Input records:
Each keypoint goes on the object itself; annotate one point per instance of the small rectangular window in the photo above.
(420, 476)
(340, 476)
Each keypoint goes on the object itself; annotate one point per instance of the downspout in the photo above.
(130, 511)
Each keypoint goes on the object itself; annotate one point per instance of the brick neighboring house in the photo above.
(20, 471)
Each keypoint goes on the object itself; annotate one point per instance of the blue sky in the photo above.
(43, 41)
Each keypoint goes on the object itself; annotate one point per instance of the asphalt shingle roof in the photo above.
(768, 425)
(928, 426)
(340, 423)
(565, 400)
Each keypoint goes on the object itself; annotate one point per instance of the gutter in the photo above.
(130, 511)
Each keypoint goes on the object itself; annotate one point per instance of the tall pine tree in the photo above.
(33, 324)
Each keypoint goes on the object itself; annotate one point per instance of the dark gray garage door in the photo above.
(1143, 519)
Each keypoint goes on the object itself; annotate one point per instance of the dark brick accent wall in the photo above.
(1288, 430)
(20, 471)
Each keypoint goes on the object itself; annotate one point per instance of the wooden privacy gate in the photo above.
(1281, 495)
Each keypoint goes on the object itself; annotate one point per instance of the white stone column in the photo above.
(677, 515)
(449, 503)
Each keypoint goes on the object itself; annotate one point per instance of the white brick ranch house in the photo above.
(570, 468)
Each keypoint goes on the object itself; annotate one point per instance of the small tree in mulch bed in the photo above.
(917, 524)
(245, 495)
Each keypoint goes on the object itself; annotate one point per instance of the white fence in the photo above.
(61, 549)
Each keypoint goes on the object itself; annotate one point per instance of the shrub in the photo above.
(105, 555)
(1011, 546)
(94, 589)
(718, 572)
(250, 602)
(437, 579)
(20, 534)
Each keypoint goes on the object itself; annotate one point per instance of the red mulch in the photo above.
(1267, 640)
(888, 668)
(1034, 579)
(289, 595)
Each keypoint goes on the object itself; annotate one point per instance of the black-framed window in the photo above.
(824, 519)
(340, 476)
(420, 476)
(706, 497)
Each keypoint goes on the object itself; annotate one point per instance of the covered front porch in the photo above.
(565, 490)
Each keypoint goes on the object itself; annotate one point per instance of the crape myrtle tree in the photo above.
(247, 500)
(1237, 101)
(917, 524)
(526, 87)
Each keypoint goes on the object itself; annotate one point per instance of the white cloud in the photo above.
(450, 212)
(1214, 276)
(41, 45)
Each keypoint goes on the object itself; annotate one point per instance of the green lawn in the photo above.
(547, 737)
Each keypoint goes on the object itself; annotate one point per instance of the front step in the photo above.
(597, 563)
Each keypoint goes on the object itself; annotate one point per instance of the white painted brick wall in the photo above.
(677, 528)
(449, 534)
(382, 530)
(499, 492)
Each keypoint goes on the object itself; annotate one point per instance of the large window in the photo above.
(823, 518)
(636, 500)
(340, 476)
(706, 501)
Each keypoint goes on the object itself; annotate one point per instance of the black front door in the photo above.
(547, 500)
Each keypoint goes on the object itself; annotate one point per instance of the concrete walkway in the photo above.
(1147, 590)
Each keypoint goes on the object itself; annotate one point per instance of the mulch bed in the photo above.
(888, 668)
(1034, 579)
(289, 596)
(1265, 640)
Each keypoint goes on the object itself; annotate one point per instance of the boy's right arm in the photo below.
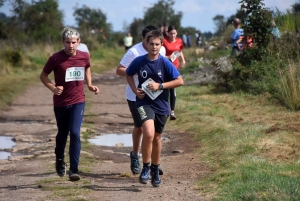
(124, 63)
(121, 70)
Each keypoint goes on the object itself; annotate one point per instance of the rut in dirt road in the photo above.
(30, 121)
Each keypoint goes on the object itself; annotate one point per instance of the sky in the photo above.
(196, 13)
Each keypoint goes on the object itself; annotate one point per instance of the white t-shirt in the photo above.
(131, 54)
(128, 41)
(82, 47)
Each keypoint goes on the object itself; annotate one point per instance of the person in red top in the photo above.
(70, 67)
(174, 47)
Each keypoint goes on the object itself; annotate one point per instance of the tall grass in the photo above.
(247, 141)
(289, 86)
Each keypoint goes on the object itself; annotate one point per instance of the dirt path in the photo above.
(30, 121)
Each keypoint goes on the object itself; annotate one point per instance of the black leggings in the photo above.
(172, 98)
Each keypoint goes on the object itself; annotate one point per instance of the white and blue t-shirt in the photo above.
(160, 70)
(236, 35)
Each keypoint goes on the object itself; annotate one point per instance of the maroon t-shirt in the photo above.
(74, 90)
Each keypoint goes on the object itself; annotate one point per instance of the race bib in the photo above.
(175, 55)
(152, 94)
(75, 74)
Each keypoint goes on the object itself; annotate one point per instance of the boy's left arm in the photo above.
(88, 78)
(153, 86)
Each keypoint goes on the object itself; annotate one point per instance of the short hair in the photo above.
(147, 29)
(70, 33)
(155, 34)
(236, 21)
(171, 28)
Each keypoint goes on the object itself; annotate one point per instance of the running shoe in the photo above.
(172, 116)
(135, 164)
(144, 176)
(74, 175)
(60, 167)
(160, 170)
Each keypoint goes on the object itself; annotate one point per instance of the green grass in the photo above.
(246, 163)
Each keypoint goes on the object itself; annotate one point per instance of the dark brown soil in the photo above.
(30, 121)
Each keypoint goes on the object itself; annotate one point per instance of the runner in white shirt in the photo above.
(137, 50)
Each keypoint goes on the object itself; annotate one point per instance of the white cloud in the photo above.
(189, 6)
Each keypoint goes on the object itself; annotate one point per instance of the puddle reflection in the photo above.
(4, 155)
(112, 140)
(6, 142)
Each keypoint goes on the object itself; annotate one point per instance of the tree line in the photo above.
(42, 20)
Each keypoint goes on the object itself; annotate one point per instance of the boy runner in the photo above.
(137, 50)
(156, 75)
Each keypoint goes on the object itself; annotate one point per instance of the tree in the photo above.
(258, 22)
(136, 28)
(87, 18)
(43, 20)
(162, 12)
(239, 14)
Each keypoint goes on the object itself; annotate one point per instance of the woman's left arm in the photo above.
(182, 60)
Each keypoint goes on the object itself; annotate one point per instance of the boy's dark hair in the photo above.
(171, 28)
(155, 34)
(147, 29)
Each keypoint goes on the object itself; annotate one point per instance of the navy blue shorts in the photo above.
(146, 113)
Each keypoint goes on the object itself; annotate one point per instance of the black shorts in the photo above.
(146, 113)
(134, 113)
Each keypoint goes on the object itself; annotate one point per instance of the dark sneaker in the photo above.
(74, 175)
(172, 116)
(155, 180)
(160, 170)
(60, 167)
(144, 176)
(135, 164)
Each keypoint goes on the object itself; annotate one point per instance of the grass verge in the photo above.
(249, 142)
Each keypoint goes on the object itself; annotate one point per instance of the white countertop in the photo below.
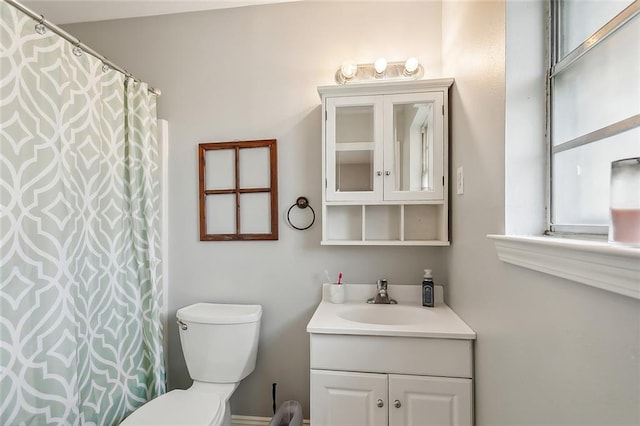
(437, 322)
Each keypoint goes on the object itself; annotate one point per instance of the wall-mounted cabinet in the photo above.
(385, 163)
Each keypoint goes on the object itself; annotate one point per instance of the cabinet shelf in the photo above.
(385, 224)
(354, 146)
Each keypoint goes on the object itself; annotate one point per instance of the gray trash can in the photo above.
(289, 414)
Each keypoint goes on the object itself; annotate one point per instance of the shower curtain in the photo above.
(80, 285)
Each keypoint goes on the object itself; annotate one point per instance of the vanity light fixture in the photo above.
(350, 72)
(411, 66)
(380, 65)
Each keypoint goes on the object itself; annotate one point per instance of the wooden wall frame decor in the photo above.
(238, 190)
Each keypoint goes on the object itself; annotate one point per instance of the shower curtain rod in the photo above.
(74, 41)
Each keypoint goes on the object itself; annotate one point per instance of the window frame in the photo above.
(555, 66)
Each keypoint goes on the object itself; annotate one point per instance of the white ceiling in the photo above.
(70, 11)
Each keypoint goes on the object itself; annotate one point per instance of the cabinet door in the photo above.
(414, 146)
(347, 398)
(353, 132)
(426, 401)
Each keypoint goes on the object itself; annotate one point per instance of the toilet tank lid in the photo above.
(219, 313)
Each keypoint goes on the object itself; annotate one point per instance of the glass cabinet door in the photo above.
(413, 147)
(353, 149)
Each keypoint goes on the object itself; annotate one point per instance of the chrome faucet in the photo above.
(382, 296)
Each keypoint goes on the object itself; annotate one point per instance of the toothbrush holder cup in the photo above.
(336, 293)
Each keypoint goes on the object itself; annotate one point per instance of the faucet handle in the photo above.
(382, 284)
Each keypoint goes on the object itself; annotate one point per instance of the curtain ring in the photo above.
(40, 27)
(301, 203)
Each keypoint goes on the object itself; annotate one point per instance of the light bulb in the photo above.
(380, 65)
(348, 70)
(411, 66)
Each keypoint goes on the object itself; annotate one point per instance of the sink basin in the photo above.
(384, 314)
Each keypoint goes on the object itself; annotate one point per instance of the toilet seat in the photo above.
(180, 407)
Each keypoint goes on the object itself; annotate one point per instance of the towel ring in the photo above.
(301, 203)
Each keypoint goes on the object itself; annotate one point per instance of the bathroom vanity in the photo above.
(398, 364)
(385, 163)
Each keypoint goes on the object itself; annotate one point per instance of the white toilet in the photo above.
(219, 343)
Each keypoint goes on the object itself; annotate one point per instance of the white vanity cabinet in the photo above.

Task statement: Give again only the lines of the material above that run from the one with "seat in the photo above." through the end, both included, exactly as they appear.

Response:
Each keypoint goes on the object itself; annotate one point per instance of the toilet seat in the photo above.
(180, 407)
Each keypoint goes on the object itself; annotate one point per instance of the towel ring in the photo above.
(301, 203)
Each keypoint goes on the object itself; annotate one point per instance of the bathroom vanity in the photo above.
(398, 364)
(385, 163)
Each keypoint goes on the object itself; annotate one point per instance of the white toilet in the photo above.
(219, 343)
Each keypoint goes on the object itself; annotate one point per instance of the white vanity cabinet in the photo above.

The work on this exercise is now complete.